PROVIDED PASSAGE
Can 6 Year Old Get A Fever From Teething
No one likes having an unhappy child. The crying, the fussiness – even the slight fever and drooling – all make for stressed parents. It doesn't have to be that way! There are several reasons you can – and should – relax when your baby or toddler has teething symptoms.
It Is To Be Expected
Since the beginning of time, the youngest of our species has been cutting teeth. While rarely babies are born with one or more teeth, it is highly unusual – most babies don't get that first tooth until between four and seven month of age. At the early end of the scale are those who get a tooth at three months, and some babies don't get any teeth until after they have their first birthday. Whenever it happens, celebrate that first tooth and write down the day you notice the tooth peeking through the gum.
There Is A Natural Order To Teeth-Growing
Like most things, there is a natural order to which teeth come in when. First, the middle two in the bottom will appear, then the top middle two. Next the ones along the sides, finishing with the molars at the back. Toddlers with teething symptoms getting their molars can be more extreme, as those big teeth with relatively flat tops can hurt a lot as they cut through the sensitive gums. Usually the back molars – bringing the mouthful of baby teeth to twenty – are in by the third birthday. These teeth remain in the mouth until the permanent teeth start coming in about age six.

(Items from a data source)
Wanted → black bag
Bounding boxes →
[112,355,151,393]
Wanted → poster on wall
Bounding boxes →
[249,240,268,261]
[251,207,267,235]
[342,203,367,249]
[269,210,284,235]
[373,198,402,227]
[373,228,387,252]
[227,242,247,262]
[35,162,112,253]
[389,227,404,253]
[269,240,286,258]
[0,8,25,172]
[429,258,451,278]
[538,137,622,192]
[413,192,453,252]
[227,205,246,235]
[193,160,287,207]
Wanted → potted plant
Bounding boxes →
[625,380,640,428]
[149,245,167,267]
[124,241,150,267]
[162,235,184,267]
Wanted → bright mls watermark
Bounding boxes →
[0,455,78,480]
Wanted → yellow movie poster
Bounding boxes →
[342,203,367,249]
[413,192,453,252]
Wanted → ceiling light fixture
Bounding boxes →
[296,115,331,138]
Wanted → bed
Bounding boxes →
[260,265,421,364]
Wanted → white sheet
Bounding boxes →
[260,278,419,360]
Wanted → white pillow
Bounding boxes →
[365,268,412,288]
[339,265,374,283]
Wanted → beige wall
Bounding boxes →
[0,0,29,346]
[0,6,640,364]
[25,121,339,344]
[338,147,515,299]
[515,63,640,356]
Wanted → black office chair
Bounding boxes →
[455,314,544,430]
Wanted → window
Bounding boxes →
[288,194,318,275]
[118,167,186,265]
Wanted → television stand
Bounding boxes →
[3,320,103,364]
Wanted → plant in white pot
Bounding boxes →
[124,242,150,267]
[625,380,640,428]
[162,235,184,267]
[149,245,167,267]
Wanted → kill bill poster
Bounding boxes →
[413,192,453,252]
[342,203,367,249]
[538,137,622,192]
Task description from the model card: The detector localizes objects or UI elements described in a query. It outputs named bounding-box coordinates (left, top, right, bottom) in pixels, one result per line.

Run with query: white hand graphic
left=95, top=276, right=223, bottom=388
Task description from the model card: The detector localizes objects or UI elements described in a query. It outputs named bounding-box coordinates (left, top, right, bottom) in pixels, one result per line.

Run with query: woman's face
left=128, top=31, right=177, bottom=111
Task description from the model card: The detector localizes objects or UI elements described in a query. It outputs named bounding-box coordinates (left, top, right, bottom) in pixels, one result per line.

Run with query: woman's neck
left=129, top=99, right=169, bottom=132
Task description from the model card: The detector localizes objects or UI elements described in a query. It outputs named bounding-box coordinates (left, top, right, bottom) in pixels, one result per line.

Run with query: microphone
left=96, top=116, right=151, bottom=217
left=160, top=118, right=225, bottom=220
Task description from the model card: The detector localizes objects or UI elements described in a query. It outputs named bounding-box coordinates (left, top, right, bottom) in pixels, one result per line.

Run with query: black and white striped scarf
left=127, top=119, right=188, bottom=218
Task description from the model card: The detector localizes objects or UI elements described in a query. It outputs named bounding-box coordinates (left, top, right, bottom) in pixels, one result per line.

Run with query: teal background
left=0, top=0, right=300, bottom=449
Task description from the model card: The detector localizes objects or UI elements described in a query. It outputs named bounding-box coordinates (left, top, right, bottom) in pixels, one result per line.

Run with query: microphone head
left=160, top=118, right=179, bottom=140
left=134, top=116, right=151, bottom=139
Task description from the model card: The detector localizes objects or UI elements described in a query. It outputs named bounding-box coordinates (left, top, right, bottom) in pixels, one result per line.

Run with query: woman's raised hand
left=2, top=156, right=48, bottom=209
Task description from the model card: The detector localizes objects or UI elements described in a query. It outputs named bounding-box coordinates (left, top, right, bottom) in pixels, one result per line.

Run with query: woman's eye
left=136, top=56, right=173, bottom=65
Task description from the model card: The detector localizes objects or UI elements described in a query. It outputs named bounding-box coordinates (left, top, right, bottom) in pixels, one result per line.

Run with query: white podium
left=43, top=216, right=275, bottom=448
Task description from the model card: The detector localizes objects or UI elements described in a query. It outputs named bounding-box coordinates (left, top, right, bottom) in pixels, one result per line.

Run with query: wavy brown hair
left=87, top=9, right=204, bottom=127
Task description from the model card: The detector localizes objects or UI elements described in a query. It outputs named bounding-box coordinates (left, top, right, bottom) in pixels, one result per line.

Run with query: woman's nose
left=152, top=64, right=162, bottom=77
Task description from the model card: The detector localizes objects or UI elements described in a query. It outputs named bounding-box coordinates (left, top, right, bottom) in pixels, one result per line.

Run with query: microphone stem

WORK REQUEST A
In the teething article, by what point are the back molars usually in?
WORK REQUEST B
Reproduce the part of the teething article that opens with the words containing "There Is A Natural Order To Teeth-Growing" and closes with "about age six.".

REPLY A
The back molars are usually in by the third birthday.

REPLY B
There Is A Natural Order To Teeth-Growing
Like most things, there is a natural order to which teeth come in when. First, the middle two in the bottom will appear, then the top middle two. Next the ones along the sides, finishing with the molars at the back. Toddlers with teething symptoms getting their molars can be more extreme, as those big teeth with relatively flat tops can hurt a lot as they cut through the sensitive gums. Usually the back molars – bringing the mouthful of baby teeth to twenty – are in by the third birthday. These teeth remain in the mouth until the permanent teeth start coming in about age six.